ASSIGNMENT:
Go through the lines below and copy any that hold the string "curve".

*** THE DATA Section Begins ***

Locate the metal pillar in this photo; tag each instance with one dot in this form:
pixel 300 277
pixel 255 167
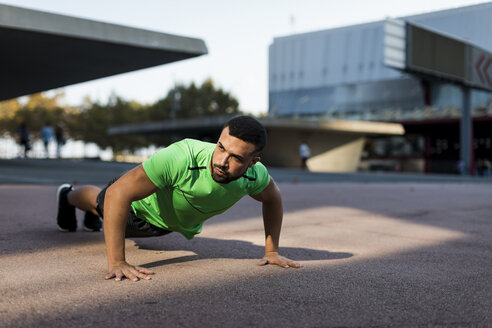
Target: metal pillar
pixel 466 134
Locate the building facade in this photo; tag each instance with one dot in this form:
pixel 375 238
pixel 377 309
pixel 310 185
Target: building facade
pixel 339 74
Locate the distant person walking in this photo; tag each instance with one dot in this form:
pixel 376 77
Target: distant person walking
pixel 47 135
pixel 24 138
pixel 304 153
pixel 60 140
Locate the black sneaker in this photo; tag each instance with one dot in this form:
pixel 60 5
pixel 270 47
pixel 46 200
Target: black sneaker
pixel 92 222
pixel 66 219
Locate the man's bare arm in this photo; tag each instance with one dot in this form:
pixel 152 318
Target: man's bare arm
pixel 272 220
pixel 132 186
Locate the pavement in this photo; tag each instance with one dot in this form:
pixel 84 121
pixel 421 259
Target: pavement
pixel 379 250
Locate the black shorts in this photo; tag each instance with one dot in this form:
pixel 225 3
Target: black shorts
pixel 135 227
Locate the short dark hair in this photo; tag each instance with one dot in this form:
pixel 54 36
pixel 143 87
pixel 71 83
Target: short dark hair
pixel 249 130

*** THE DATA Section Ends ***
*** THE DATA Section Begins ***

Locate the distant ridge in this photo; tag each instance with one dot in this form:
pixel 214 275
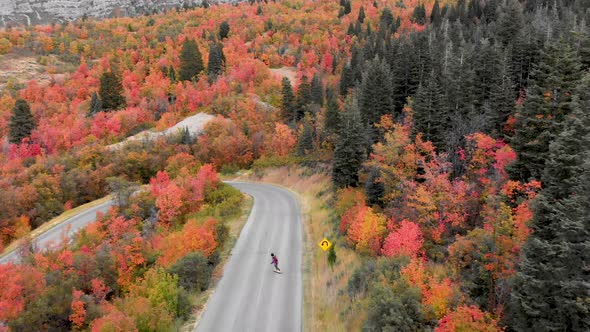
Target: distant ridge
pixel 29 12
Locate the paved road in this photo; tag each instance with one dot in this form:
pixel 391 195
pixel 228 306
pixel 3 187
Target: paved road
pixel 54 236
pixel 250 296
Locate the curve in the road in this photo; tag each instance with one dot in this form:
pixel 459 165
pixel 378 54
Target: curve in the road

*** THE DATA Section Ends ***
*** THE DATA Section Begins ***

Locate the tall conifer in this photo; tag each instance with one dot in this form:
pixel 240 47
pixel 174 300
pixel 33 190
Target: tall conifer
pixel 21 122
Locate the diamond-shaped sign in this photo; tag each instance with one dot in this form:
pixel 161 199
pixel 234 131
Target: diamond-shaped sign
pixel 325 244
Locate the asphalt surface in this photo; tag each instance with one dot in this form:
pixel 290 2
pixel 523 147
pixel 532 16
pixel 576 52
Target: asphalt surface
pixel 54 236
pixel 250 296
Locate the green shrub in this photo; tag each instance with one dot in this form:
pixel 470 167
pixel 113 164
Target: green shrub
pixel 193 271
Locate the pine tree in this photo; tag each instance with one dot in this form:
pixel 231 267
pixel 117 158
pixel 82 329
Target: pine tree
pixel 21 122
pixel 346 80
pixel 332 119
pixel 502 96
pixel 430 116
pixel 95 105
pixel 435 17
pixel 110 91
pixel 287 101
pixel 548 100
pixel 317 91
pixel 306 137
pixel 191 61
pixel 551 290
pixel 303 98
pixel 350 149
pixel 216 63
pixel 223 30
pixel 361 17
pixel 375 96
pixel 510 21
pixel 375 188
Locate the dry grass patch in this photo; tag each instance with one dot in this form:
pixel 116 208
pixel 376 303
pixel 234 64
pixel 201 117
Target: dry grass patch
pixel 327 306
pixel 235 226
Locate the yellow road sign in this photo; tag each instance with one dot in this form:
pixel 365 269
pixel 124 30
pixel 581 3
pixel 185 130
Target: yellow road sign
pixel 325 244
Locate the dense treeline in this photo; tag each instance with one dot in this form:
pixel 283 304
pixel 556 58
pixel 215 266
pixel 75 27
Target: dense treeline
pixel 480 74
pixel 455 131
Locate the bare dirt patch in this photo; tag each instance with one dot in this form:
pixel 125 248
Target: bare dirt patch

*** THE DATA Section Ends ***

ANSWER BOX:
Locate the curve in the road in this photo; tag each instance with one dot in this form:
Target: curve in the road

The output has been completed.